**The problem**
Locate each line in the items below that contains the string "center", and copy every such line in full.

(Pointing records)
'''

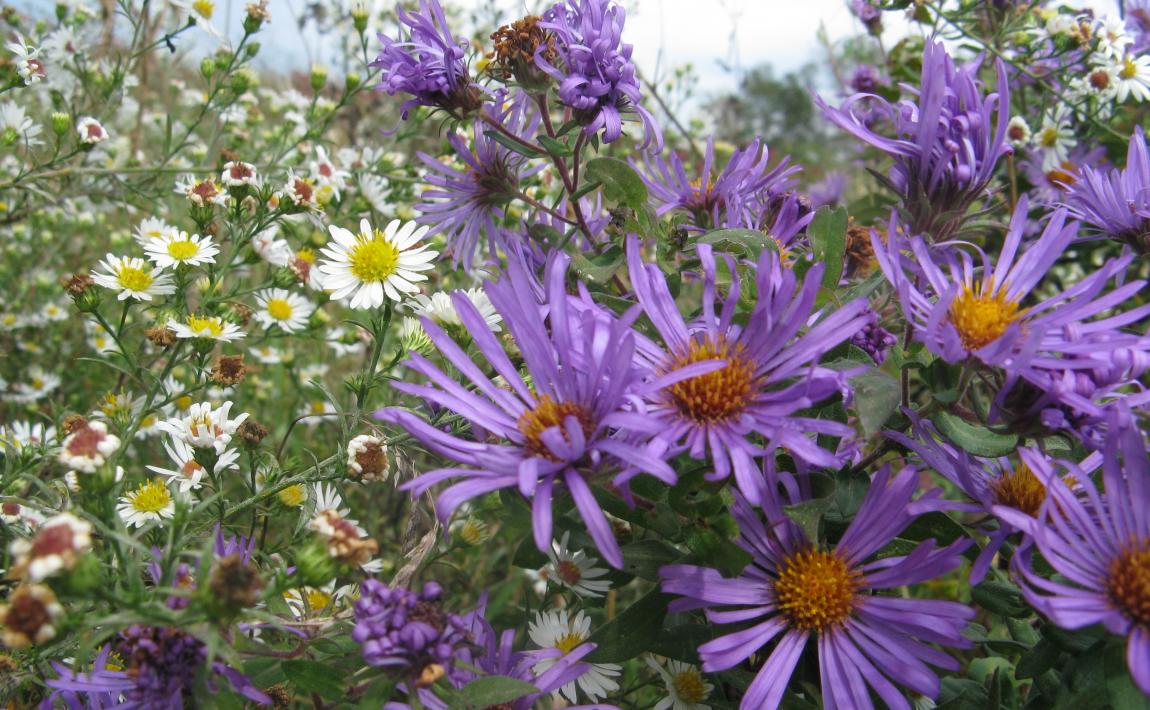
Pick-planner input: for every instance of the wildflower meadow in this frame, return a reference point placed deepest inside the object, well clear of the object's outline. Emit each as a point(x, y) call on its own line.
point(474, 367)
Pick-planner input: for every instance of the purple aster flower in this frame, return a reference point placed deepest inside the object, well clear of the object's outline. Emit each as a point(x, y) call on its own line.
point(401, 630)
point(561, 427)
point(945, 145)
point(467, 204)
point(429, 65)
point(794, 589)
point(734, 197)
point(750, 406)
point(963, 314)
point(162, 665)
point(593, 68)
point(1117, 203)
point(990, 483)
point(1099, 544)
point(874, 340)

'''
'''

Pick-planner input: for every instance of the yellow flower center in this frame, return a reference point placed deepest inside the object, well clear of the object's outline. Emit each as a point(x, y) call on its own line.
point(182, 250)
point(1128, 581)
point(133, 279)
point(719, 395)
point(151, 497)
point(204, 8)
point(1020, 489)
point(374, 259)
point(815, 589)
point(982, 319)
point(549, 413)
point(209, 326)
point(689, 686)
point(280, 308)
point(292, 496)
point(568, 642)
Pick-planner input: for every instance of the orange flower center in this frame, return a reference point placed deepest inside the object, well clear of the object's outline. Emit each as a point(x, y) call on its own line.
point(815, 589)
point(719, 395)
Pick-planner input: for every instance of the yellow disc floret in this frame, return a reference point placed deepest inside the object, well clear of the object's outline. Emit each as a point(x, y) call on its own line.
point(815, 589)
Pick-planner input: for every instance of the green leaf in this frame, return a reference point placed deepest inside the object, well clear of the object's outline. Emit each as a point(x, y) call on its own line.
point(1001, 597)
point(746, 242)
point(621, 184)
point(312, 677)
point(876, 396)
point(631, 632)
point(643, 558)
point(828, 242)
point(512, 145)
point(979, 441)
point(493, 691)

'''

**Response to this exercise**
Pick-planner input: for every instance of the yellow flower center in this frame, return a reference point placed deepest inside the object, well clear of the object's outline. Emit each as a point(x, y) call on its own line.
Pick-planner input: for every instance of the orange flower center in this frame, return a reference point placed deepest inside the object, well clear of the object's outline. Emit each as a point(x, y) call on its own line.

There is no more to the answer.